§ RECORDS FOR THE TASK:
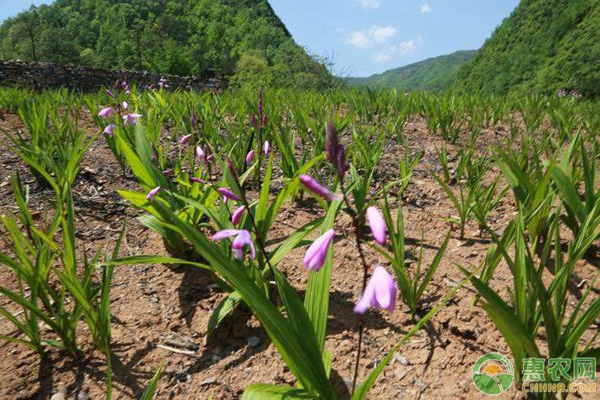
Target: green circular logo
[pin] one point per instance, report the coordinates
(493, 374)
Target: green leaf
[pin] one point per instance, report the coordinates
(223, 309)
(317, 289)
(263, 391)
(153, 384)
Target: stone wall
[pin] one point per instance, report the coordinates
(37, 75)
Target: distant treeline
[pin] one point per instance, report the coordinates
(241, 40)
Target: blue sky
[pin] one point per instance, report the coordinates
(370, 36)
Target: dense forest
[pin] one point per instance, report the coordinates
(434, 74)
(544, 46)
(239, 39)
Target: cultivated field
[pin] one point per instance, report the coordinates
(196, 245)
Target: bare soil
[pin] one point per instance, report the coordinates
(156, 306)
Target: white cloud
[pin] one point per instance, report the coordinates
(369, 3)
(359, 40)
(367, 38)
(401, 49)
(406, 47)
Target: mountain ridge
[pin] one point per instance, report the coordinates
(432, 74)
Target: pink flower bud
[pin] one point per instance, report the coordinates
(249, 156)
(152, 194)
(185, 139)
(381, 293)
(236, 217)
(228, 194)
(314, 186)
(377, 224)
(105, 112)
(317, 252)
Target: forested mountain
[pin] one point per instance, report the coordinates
(544, 46)
(434, 74)
(183, 37)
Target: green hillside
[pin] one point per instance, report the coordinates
(544, 46)
(434, 74)
(184, 37)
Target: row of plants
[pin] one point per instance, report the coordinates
(215, 170)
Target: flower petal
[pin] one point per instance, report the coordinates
(225, 233)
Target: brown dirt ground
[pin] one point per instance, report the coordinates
(156, 305)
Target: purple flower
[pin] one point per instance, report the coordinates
(242, 238)
(317, 252)
(131, 119)
(228, 194)
(152, 194)
(105, 112)
(377, 224)
(236, 217)
(249, 156)
(381, 292)
(312, 185)
(109, 130)
(200, 154)
(259, 106)
(197, 180)
(185, 139)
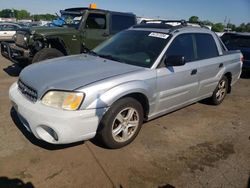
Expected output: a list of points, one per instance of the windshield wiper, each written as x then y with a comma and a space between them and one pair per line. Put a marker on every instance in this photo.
110, 57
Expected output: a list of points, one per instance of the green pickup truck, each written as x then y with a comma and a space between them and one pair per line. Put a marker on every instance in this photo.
82, 30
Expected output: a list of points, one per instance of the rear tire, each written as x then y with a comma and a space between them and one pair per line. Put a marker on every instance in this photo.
220, 92
46, 53
121, 123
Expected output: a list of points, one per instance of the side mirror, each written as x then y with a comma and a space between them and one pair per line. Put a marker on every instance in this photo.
175, 60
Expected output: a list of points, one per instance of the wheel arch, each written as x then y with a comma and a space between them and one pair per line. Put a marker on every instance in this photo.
228, 75
142, 99
136, 89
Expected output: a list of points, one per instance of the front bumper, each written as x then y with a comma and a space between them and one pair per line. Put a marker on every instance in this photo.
14, 53
54, 125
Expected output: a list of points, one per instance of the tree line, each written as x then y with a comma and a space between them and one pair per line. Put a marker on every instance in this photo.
217, 27
24, 14
220, 27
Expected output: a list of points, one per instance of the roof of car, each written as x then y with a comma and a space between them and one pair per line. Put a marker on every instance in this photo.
238, 33
82, 9
166, 27
10, 23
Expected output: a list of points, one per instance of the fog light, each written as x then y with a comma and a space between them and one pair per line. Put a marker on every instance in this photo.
47, 134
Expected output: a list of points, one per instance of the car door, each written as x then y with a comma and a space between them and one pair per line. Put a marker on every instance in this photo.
96, 29
178, 86
209, 64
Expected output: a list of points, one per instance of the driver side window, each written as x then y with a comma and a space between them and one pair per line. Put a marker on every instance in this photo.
182, 45
96, 21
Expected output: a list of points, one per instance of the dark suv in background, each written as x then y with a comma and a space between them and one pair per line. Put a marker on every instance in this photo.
82, 30
239, 41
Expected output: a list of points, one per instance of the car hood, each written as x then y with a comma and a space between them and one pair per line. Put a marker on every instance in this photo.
49, 30
72, 72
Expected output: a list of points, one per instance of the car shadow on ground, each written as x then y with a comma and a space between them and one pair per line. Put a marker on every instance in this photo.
245, 75
13, 70
5, 182
36, 141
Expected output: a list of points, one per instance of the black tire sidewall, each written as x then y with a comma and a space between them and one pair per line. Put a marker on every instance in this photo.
105, 128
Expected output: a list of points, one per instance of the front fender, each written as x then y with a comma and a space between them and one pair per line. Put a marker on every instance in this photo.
109, 97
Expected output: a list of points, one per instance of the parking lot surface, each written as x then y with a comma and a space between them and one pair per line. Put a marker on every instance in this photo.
198, 146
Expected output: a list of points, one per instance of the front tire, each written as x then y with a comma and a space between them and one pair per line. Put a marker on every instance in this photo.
220, 92
46, 53
121, 124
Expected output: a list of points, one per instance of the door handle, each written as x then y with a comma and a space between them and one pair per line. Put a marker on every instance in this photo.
193, 72
221, 65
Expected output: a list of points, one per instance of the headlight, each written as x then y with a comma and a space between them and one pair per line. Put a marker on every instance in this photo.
63, 100
14, 38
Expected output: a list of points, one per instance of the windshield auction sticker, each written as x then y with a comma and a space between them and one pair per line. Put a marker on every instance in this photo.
159, 35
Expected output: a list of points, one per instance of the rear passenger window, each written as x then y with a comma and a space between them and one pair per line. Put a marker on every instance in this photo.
96, 21
121, 22
206, 46
182, 46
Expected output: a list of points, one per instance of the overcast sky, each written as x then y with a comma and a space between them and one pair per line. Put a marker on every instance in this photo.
237, 11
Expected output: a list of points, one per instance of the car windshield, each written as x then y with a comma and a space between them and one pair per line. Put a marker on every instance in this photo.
139, 48
68, 20
232, 41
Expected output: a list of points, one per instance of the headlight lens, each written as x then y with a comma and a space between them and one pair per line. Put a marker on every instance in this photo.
63, 100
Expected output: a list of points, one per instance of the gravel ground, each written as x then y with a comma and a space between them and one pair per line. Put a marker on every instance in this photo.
197, 146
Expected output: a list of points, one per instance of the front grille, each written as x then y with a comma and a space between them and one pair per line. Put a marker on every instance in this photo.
27, 91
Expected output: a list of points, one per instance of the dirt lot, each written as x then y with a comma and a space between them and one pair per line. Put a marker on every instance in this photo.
198, 146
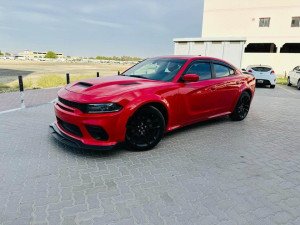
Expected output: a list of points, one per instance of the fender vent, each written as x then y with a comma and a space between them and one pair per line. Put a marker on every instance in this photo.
129, 83
82, 84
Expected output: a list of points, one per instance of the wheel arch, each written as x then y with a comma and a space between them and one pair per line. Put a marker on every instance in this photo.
243, 89
158, 105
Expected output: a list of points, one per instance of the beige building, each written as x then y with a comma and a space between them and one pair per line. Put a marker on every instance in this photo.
35, 54
271, 30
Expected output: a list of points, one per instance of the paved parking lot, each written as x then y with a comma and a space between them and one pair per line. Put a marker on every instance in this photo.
215, 172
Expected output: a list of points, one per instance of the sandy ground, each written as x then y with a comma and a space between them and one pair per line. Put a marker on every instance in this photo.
11, 69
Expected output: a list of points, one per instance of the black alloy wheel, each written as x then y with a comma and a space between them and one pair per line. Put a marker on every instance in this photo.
289, 82
145, 128
242, 107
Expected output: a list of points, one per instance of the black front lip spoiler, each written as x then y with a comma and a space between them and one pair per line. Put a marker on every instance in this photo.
72, 142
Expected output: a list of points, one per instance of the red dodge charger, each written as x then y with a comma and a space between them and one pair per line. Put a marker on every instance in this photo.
149, 99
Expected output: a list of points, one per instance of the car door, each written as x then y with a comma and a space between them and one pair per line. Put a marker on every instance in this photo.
293, 75
226, 86
197, 100
296, 75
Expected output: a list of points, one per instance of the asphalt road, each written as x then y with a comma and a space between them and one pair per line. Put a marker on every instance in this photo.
214, 172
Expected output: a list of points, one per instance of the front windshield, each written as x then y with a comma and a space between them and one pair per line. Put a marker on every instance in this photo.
162, 69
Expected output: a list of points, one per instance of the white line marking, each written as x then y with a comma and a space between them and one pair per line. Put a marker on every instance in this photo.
53, 101
11, 110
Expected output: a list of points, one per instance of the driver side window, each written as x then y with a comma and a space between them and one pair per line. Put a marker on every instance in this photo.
202, 69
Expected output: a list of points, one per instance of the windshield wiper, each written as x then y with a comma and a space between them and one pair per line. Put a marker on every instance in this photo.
138, 76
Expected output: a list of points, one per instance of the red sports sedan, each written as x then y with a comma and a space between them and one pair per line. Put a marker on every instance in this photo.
149, 99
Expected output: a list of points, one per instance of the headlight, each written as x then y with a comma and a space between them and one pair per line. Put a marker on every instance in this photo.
103, 108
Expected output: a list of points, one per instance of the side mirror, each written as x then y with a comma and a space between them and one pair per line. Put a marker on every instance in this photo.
191, 78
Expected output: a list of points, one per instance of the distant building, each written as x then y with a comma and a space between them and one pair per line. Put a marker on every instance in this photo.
271, 30
35, 54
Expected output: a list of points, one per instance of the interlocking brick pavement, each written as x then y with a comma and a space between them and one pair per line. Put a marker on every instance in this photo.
214, 172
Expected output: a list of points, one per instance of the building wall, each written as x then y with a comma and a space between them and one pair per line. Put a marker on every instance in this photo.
240, 18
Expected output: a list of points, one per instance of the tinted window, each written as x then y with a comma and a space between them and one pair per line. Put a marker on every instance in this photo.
261, 69
221, 71
296, 22
201, 69
162, 69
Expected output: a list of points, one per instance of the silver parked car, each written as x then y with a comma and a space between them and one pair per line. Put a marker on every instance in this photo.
294, 77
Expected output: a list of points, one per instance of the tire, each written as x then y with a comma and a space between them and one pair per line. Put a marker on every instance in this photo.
289, 82
145, 128
242, 107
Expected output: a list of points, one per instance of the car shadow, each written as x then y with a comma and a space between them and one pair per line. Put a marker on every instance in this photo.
121, 148
263, 86
202, 124
88, 153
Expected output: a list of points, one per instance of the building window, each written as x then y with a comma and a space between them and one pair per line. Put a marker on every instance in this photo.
290, 48
261, 48
264, 22
296, 22
182, 43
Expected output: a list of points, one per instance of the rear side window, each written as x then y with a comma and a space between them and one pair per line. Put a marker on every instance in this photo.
202, 69
221, 71
261, 69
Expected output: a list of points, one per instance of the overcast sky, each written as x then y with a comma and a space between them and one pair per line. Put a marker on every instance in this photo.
98, 27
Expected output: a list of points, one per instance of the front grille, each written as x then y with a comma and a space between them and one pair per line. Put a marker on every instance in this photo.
81, 106
70, 128
97, 132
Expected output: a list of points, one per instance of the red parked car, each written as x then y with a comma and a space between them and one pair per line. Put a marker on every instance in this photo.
149, 99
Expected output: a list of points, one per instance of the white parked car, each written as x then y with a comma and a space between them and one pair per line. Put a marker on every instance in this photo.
294, 77
264, 75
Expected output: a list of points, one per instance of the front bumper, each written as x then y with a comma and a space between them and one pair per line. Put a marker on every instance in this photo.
72, 142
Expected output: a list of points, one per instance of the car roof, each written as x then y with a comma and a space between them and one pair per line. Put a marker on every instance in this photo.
191, 57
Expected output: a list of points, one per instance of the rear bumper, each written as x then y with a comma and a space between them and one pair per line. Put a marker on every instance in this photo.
72, 142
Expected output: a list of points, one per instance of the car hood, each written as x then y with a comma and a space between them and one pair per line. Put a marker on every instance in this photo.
111, 85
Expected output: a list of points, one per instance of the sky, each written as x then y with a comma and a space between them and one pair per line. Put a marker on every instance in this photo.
98, 27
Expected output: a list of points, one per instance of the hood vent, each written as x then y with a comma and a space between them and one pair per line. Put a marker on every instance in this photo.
129, 83
85, 85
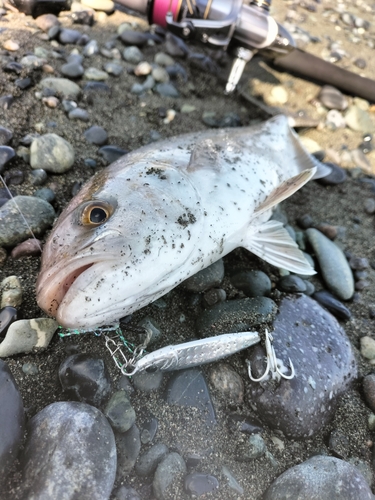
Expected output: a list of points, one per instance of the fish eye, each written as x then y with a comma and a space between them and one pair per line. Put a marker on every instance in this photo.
96, 213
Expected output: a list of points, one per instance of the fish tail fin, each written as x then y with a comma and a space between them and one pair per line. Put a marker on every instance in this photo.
271, 242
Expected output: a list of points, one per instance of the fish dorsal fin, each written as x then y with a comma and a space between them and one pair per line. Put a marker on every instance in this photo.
271, 242
284, 190
205, 154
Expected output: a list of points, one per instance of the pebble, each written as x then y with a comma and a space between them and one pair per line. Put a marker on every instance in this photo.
368, 385
148, 462
135, 38
62, 86
334, 267
211, 276
11, 292
253, 448
324, 364
51, 153
368, 347
79, 114
91, 49
291, 284
6, 155
85, 377
128, 448
12, 420
333, 305
111, 153
337, 175
359, 120
26, 335
96, 135
369, 206
67, 35
197, 484
8, 315
96, 74
6, 136
236, 316
320, 477
70, 441
252, 283
227, 382
13, 230
72, 70
332, 98
189, 388
163, 59
167, 90
168, 471
113, 69
132, 55
119, 412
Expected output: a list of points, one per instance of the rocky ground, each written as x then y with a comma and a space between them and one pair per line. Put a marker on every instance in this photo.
133, 116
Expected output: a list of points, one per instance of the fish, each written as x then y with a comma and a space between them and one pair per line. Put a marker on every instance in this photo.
161, 213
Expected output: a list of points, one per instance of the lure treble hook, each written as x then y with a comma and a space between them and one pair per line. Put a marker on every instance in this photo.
272, 363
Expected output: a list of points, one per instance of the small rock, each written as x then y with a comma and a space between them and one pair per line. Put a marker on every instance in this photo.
85, 378
197, 484
320, 477
51, 153
28, 334
148, 462
11, 292
332, 98
368, 347
333, 264
96, 135
119, 412
73, 441
167, 473
226, 381
12, 420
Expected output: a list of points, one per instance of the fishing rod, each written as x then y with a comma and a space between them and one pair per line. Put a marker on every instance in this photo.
246, 30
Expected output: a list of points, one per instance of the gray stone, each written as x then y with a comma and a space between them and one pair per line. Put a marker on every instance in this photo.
334, 267
51, 153
167, 473
128, 448
25, 335
148, 462
252, 283
236, 316
62, 86
12, 420
211, 276
324, 364
70, 453
119, 411
13, 229
320, 478
132, 54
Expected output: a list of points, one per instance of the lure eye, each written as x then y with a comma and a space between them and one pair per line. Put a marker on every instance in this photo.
96, 213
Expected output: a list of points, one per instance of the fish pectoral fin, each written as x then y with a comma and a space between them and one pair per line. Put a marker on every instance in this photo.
284, 190
271, 242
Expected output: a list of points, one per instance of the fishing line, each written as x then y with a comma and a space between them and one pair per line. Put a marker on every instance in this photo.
19, 210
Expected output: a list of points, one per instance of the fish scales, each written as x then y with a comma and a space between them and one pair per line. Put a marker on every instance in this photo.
162, 213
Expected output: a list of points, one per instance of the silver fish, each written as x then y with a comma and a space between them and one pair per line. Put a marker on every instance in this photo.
165, 211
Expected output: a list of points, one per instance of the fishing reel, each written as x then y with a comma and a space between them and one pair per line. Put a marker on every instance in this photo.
222, 24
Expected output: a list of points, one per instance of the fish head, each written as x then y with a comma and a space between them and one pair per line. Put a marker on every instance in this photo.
117, 246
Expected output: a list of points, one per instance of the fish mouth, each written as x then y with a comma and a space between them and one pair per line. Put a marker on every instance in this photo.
52, 287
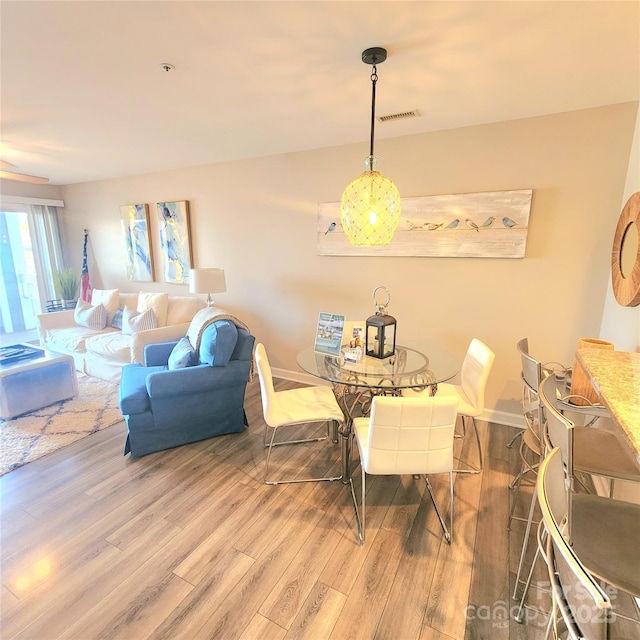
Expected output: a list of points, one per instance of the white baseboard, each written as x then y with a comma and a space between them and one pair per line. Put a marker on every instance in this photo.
498, 417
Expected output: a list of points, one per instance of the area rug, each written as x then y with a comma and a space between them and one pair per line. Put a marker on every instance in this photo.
38, 433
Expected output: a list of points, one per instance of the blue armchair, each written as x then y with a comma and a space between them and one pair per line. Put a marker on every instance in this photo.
170, 401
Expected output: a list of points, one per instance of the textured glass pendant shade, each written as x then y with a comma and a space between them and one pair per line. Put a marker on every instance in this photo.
370, 207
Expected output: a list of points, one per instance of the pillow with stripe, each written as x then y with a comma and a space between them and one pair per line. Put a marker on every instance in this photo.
91, 317
133, 322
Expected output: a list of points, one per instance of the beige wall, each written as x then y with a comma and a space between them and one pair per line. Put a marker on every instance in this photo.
257, 219
621, 325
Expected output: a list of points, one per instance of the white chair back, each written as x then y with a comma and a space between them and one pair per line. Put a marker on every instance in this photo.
475, 372
267, 391
531, 368
410, 435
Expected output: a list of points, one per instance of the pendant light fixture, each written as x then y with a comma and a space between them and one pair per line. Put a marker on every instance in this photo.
370, 206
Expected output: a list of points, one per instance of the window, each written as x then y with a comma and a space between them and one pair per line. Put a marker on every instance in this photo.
30, 251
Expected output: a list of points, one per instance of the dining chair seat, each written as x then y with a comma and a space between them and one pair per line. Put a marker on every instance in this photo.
469, 392
304, 406
406, 436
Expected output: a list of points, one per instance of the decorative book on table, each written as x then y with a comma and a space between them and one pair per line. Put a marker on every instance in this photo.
329, 334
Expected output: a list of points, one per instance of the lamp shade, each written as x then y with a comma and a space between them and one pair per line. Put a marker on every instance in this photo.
207, 281
370, 208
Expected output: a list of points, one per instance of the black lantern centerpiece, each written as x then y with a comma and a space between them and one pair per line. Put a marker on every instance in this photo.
380, 339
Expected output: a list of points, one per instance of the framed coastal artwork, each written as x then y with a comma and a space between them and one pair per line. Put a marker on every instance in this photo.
175, 241
134, 219
491, 224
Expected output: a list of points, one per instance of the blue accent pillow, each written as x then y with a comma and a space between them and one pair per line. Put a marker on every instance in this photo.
217, 343
182, 355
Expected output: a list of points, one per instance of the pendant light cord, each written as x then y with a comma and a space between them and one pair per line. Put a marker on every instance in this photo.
374, 79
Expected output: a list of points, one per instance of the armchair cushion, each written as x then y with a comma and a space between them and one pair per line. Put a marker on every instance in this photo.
108, 298
134, 398
218, 343
91, 317
182, 355
133, 322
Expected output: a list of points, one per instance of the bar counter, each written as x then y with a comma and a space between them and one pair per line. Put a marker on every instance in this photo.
615, 376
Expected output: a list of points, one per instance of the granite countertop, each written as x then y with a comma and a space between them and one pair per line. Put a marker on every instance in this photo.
615, 376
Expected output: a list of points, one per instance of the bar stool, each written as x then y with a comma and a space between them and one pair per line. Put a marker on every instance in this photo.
599, 525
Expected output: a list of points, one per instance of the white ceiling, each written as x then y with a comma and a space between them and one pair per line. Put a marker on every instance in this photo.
84, 96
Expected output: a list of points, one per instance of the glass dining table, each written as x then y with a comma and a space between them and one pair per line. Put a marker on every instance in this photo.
419, 365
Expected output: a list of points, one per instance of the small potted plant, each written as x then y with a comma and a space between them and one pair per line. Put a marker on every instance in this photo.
66, 283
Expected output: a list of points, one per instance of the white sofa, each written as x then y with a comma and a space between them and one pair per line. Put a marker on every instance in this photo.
102, 353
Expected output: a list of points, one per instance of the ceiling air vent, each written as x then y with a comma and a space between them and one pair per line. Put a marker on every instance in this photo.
399, 116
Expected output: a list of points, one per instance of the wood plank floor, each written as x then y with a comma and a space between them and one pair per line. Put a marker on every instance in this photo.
189, 543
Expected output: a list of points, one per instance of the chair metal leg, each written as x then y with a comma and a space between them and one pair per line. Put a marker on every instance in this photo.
527, 584
525, 468
294, 480
472, 470
359, 522
525, 544
284, 442
446, 532
513, 440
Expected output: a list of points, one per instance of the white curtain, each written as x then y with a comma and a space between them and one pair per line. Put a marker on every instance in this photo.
47, 248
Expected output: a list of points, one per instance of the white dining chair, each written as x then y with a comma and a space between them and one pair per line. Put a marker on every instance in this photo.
470, 392
304, 406
412, 436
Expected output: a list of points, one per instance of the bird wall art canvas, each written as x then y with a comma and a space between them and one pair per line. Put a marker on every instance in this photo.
175, 241
490, 224
134, 219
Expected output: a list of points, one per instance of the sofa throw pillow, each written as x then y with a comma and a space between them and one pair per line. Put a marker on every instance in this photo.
132, 322
89, 316
182, 355
116, 321
217, 343
108, 298
156, 301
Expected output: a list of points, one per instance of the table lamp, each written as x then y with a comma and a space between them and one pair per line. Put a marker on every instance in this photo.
207, 281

§ EXERCISE INSTRUCTIONS:
Begin at the top of the records above and retype each line exactly until the line containing "Target: blue sky", which is included. Skip all pictures.

§ EXERCISE SOLUTION:
Target: green circular logo
[pin] one point per instance, report the coordinates
(493, 374)
Target: green leaf
[pin] one point per instance, report the coordinates
(223, 309)
(317, 289)
(263, 391)
(153, 384)
Target: stone wall
[pin] one point per instance, report the coordinates
(37, 75)
Target: distant treeline
[pin] one point per instance, report the coordinates
(241, 40)
Target: blue sky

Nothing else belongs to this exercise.